Down to the last line, restate the records word for word, but not the pictures.

[Data provided Boundary: Start]

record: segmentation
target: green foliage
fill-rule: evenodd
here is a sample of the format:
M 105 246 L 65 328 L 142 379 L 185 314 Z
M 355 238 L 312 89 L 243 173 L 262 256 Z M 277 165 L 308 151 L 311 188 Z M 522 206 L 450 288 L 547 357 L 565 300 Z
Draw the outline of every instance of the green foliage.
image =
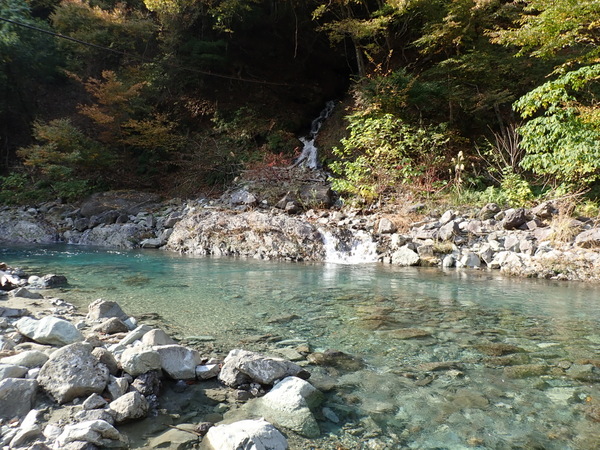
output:
M 103 169 L 113 163 L 112 155 L 98 142 L 86 137 L 68 119 L 36 122 L 34 137 L 38 144 L 21 148 L 34 183 L 19 186 L 24 198 L 61 197 L 72 201 L 88 194 L 100 182 Z M 16 175 L 16 181 L 24 179 Z
M 337 176 L 332 186 L 367 203 L 399 185 L 422 181 L 429 167 L 440 164 L 449 141 L 442 129 L 416 128 L 392 114 L 354 114 L 348 120 L 350 135 L 333 150 L 339 159 L 330 164 Z
M 597 0 L 528 0 L 519 27 L 497 30 L 495 42 L 521 47 L 541 58 L 565 53 L 570 61 L 593 62 L 600 54 L 600 3 Z
M 526 206 L 533 200 L 533 192 L 529 183 L 521 175 L 507 167 L 502 173 L 502 193 L 510 206 Z
M 524 168 L 548 177 L 555 185 L 581 187 L 598 179 L 600 115 L 594 92 L 598 79 L 600 64 L 585 66 L 544 83 L 515 102 L 523 118 L 541 114 L 518 130 L 527 152 Z
M 50 15 L 54 29 L 84 42 L 117 52 L 147 54 L 157 27 L 142 11 L 128 9 L 123 3 L 110 9 L 91 6 L 86 0 L 62 2 Z M 88 74 L 114 68 L 123 56 L 86 45 L 61 40 L 60 46 L 70 55 L 70 69 Z

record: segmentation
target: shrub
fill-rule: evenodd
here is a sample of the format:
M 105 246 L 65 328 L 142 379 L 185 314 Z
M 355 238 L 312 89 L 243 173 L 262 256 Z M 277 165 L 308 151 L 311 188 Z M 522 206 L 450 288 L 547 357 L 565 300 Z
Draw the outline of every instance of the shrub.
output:
M 432 168 L 443 161 L 449 142 L 442 128 L 414 127 L 392 114 L 354 114 L 348 117 L 350 135 L 333 153 L 333 188 L 371 203 L 399 185 L 426 189 L 441 184 Z

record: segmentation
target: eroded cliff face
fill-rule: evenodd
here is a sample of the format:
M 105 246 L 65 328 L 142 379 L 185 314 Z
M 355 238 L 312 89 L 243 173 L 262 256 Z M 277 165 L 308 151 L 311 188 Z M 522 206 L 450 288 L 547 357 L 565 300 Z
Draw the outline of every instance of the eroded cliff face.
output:
M 319 261 L 323 240 L 315 226 L 282 213 L 201 209 L 173 228 L 165 247 L 196 255 Z

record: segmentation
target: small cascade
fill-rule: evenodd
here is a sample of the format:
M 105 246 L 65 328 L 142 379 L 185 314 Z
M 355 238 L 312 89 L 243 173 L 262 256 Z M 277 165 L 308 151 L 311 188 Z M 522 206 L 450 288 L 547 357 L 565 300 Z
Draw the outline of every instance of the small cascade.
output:
M 310 133 L 307 136 L 301 137 L 300 142 L 302 142 L 302 153 L 300 156 L 296 158 L 294 161 L 294 167 L 296 166 L 305 166 L 308 169 L 316 169 L 318 167 L 317 160 L 317 147 L 315 146 L 315 139 L 319 134 L 319 130 L 323 125 L 323 122 L 327 120 L 331 113 L 333 112 L 333 108 L 335 107 L 334 101 L 328 101 L 325 104 L 325 108 L 319 114 L 319 117 L 314 119 L 310 126 Z
M 337 235 L 319 230 L 323 237 L 325 262 L 335 264 L 364 264 L 379 260 L 377 243 L 365 231 L 340 230 Z

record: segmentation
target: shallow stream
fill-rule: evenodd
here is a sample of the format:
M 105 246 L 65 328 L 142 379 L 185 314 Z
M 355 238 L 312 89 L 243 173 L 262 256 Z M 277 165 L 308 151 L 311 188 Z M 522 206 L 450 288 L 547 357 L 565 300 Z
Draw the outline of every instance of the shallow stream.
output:
M 308 367 L 328 397 L 303 448 L 600 448 L 600 286 L 73 246 L 0 260 L 66 275 L 52 295 L 83 312 L 103 298 L 156 313 L 211 352 L 353 355 Z

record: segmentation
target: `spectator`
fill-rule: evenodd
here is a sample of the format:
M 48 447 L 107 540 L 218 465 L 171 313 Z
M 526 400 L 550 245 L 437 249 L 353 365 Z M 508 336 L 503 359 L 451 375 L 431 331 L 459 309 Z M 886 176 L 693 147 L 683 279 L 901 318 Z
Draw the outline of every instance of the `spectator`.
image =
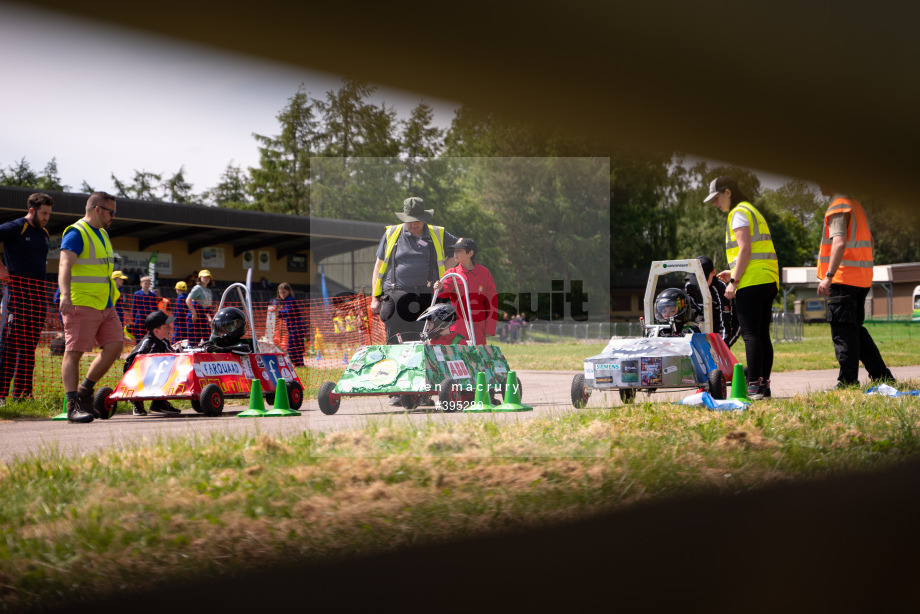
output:
M 153 280 L 144 275 L 141 277 L 141 289 L 135 292 L 132 297 L 134 302 L 131 304 L 131 334 L 138 340 L 147 333 L 144 328 L 147 314 L 157 308 L 157 302 L 160 300 L 160 297 L 150 289 L 152 284 Z
M 185 304 L 186 298 L 188 298 L 188 286 L 184 281 L 177 282 L 176 309 L 173 312 L 173 317 L 176 319 L 173 323 L 173 343 L 179 343 L 188 339 L 188 323 L 186 321 L 188 316 L 188 305 Z
M 115 197 L 94 192 L 86 201 L 86 214 L 64 229 L 58 280 L 64 317 L 64 359 L 61 379 L 67 397 L 69 422 L 92 422 L 99 417 L 93 407 L 93 387 L 106 374 L 124 347 L 121 322 L 115 311 L 119 292 L 112 280 L 115 252 L 106 229 L 115 219 Z M 102 348 L 78 385 L 80 359 Z
M 121 302 L 121 287 L 125 284 L 125 280 L 128 279 L 128 276 L 122 273 L 121 271 L 113 271 L 112 279 L 115 281 L 115 287 L 118 288 L 118 300 L 115 301 L 115 311 L 118 313 L 118 321 L 121 322 L 122 326 L 127 326 L 125 323 L 125 306 Z M 128 332 L 127 327 L 125 328 L 125 333 Z M 131 339 L 134 339 L 134 335 L 131 335 Z
M 518 336 L 521 334 L 521 315 L 515 315 L 508 323 L 508 340 L 511 343 L 518 342 Z
M 703 275 L 709 284 L 709 296 L 712 304 L 712 332 L 718 333 L 725 345 L 731 347 L 738 340 L 738 315 L 735 313 L 735 301 L 725 297 L 725 282 L 716 277 L 715 265 L 709 256 L 697 258 L 703 267 Z M 703 318 L 703 294 L 700 287 L 693 283 L 696 277 L 688 275 L 684 283 L 684 292 L 690 297 L 693 315 L 699 321 Z
M 186 331 L 189 341 L 200 343 L 211 338 L 211 318 L 214 315 L 213 300 L 211 298 L 211 271 L 201 269 L 198 271 L 198 283 L 185 297 L 188 307 L 186 318 Z
M 295 367 L 304 366 L 303 350 L 307 337 L 306 322 L 303 317 L 303 307 L 300 301 L 294 298 L 291 284 L 283 282 L 278 284 L 278 295 L 268 306 L 269 311 L 275 311 L 278 317 L 287 325 L 287 354 Z
M 35 347 L 48 311 L 45 274 L 51 237 L 45 226 L 54 201 L 37 192 L 29 195 L 27 204 L 25 217 L 0 225 L 0 278 L 6 281 L 0 324 L 0 402 L 10 392 L 10 380 L 13 398 L 32 397 Z
M 147 314 L 147 317 L 144 318 L 144 330 L 147 331 L 147 334 L 141 338 L 140 342 L 134 346 L 134 349 L 125 358 L 124 372 L 131 368 L 138 354 L 169 354 L 173 352 L 167 339 L 172 334 L 172 323 L 175 319 L 175 317 L 168 316 L 159 309 Z M 134 406 L 135 416 L 147 415 L 143 401 L 132 401 L 131 404 Z M 165 399 L 157 399 L 150 404 L 150 411 L 178 414 L 182 410 L 173 407 Z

[Data provided Boundary: End]

■ Worked solution ■
record: segmentation
target: green foliage
fill-rule: evenodd
here is a sample of the format:
M 105 246 L 65 328 L 142 379 L 185 314 Z
M 355 238 L 312 89 L 243 173 L 262 256 Z M 277 165 L 308 151 L 311 188 Z M 522 206 L 450 288 L 547 357 L 565 300 Z
Draw the outline of every instance of the green foliage.
image =
output:
M 103 169 L 113 163 L 112 155 L 98 142 L 86 137 L 68 119 L 36 122 L 34 137 L 38 144 L 21 148 L 34 183 L 19 186 L 24 198 L 61 197 L 72 201 L 88 194 L 100 182 Z M 16 175 L 16 181 L 24 179 Z
M 337 176 L 332 186 L 367 203 L 399 185 L 422 181 L 429 167 L 440 164 L 449 141 L 442 129 L 416 128 L 392 114 L 354 114 L 348 120 L 350 135 L 333 150 L 339 159 L 330 164 Z
M 597 0 L 528 0 L 519 27 L 497 30 L 495 42 L 521 47 L 541 58 L 565 53 L 570 61 L 593 62 L 600 54 L 600 3 Z
M 526 206 L 533 200 L 533 192 L 529 183 L 521 175 L 507 167 L 502 173 L 502 193 L 510 206 Z
M 524 168 L 548 177 L 555 185 L 581 187 L 598 179 L 600 115 L 594 92 L 598 79 L 600 64 L 585 66 L 544 83 L 515 102 L 523 118 L 541 114 L 518 130 L 527 152 Z
M 50 15 L 54 29 L 84 42 L 117 52 L 147 54 L 157 27 L 142 11 L 128 9 L 123 3 L 110 9 L 91 6 L 86 0 L 62 2 Z M 88 74 L 114 68 L 123 56 L 86 45 L 61 40 L 60 46 L 70 55 L 70 69 Z

record: segmentation
target: shrub
fill-rule: evenodd
here is a sample of the format:
M 105 246 L 65 328 L 142 379 L 185 314 Z
M 355 238 L 312 89 L 243 173 L 262 256 Z M 277 165 L 308 151 L 311 188 Z M 522 206 L 450 288 L 547 357 L 565 300 Z
Draw the outline of every instance of the shrub.
output:
M 432 168 L 443 161 L 449 142 L 442 128 L 414 127 L 392 114 L 354 114 L 348 117 L 350 135 L 333 153 L 333 188 L 371 203 L 399 185 L 426 189 L 441 184 Z

record: segmentation
target: eroded cliff face
fill-rule: evenodd
here is a sample of the format:
M 105 246 L 65 328 L 142 379 L 185 314 Z
M 355 238 L 312 89 L 243 173 L 262 256 Z M 277 165 L 308 151 L 311 188 Z M 522 206 L 450 288 L 547 357 L 565 300 Z
Draw the outline of every instance of the eroded cliff face.
output:
M 319 261 L 323 240 L 315 226 L 282 213 L 201 209 L 173 228 L 165 247 L 196 255 Z

record: segmentation
target: small cascade
fill-rule: evenodd
here is a sample of the format:
M 105 246 L 65 328 L 142 379 L 185 314 Z
M 355 238 L 312 89 L 243 173 L 262 256 Z M 277 165 L 308 151 L 311 188 Z M 522 206 L 450 288 L 547 357 L 565 300 Z
Draw the outline of every instance of the small cascade.
output:
M 310 133 L 307 136 L 301 137 L 300 142 L 302 142 L 302 153 L 300 156 L 296 158 L 294 161 L 294 167 L 296 166 L 305 166 L 308 169 L 316 169 L 318 167 L 317 160 L 317 147 L 315 146 L 315 139 L 319 134 L 319 130 L 323 125 L 323 122 L 327 120 L 331 113 L 333 112 L 333 108 L 335 107 L 334 101 L 328 101 L 325 104 L 325 108 L 319 114 L 319 117 L 314 119 L 310 126 Z
M 337 235 L 319 230 L 323 237 L 325 262 L 335 264 L 364 264 L 379 260 L 377 243 L 365 231 L 340 230 Z

record: segmentation
target: shallow stream
fill-rule: evenodd
here is a sample of the format:
M 105 246 L 65 328 L 142 379 L 185 314 Z
M 355 238 L 312 89 L 243 173 L 262 256 Z M 277 165 L 308 151 L 311 188 Z M 522 206 L 450 288 L 547 357 L 565 300 Z
Draw the outline of every instance of the shallow stream.
output:
M 308 367 L 328 397 L 303 448 L 600 448 L 600 286 L 73 246 L 0 260 L 66 275 L 52 295 L 83 312 L 103 298 L 156 313 L 211 352 L 353 355 Z

record: segmentation
target: `spectator`
fill-rule: evenodd
here is a sample of the format:
M 48 447 L 107 540 L 218 465 L 171 313 Z
M 526 400 L 550 245 L 437 249 L 353 365 Z M 508 336 L 503 359 L 451 375 L 431 331 L 459 309 Z M 886 176 L 693 147 L 683 279 L 901 318 Z
Draw the outline of every instance of the `spectator`.
image =
output:
M 153 280 L 144 275 L 141 277 L 141 289 L 135 292 L 132 297 L 134 302 L 131 304 L 131 334 L 138 340 L 147 333 L 144 328 L 147 314 L 157 308 L 157 302 L 160 300 L 160 297 L 150 289 L 152 284 Z
M 185 304 L 186 298 L 188 298 L 188 286 L 184 281 L 177 282 L 176 309 L 173 312 L 173 317 L 176 319 L 173 323 L 173 343 L 179 343 L 188 339 L 188 323 L 186 321 L 188 316 L 188 305 Z
M 115 197 L 94 192 L 86 201 L 86 214 L 64 229 L 58 280 L 64 317 L 64 359 L 61 379 L 67 397 L 69 422 L 92 422 L 99 417 L 93 407 L 93 387 L 106 374 L 124 347 L 121 322 L 115 311 L 119 292 L 112 280 L 115 252 L 106 229 L 115 219 Z M 102 348 L 78 385 L 80 359 Z
M 121 302 L 121 287 L 125 284 L 125 280 L 128 279 L 128 276 L 122 273 L 121 271 L 113 271 L 112 279 L 115 281 L 115 287 L 118 288 L 118 300 L 115 301 L 115 311 L 118 313 L 118 321 L 121 322 L 122 326 L 127 326 L 125 323 L 125 306 Z M 128 332 L 127 327 L 125 328 L 125 333 Z M 131 339 L 134 339 L 134 335 L 131 335 Z
M 518 336 L 521 334 L 521 315 L 515 315 L 508 323 L 508 340 L 511 343 L 518 342 Z
M 703 275 L 709 284 L 709 296 L 712 304 L 712 332 L 718 333 L 725 345 L 731 347 L 738 340 L 738 315 L 735 313 L 735 301 L 725 297 L 725 282 L 716 277 L 715 265 L 709 256 L 697 258 L 703 267 Z M 703 318 L 703 294 L 700 287 L 693 283 L 696 277 L 688 275 L 684 283 L 684 292 L 690 297 L 693 315 L 699 321 Z
M 186 331 L 189 341 L 200 343 L 211 338 L 211 318 L 214 315 L 213 300 L 211 298 L 211 271 L 201 269 L 198 271 L 198 283 L 185 297 L 188 307 L 186 318 Z
M 295 367 L 304 366 L 303 350 L 307 337 L 306 322 L 303 317 L 303 307 L 300 301 L 294 298 L 291 284 L 283 282 L 278 284 L 278 295 L 268 306 L 269 311 L 275 311 L 278 317 L 287 325 L 287 354 Z
M 35 347 L 48 311 L 45 274 L 51 237 L 45 226 L 54 201 L 37 192 L 29 195 L 27 204 L 25 217 L 0 225 L 0 278 L 6 281 L 0 324 L 0 402 L 10 392 L 10 380 L 13 398 L 32 397 Z
M 147 314 L 147 317 L 144 318 L 144 330 L 147 331 L 147 334 L 141 338 L 140 342 L 134 346 L 134 349 L 125 358 L 124 372 L 131 368 L 138 354 L 169 354 L 173 352 L 167 339 L 172 334 L 172 323 L 175 319 L 175 317 L 168 316 L 159 309 Z M 134 406 L 135 416 L 147 415 L 143 401 L 132 401 L 131 404 Z M 165 399 L 157 399 L 150 404 L 150 411 L 178 414 L 182 410 L 173 407 Z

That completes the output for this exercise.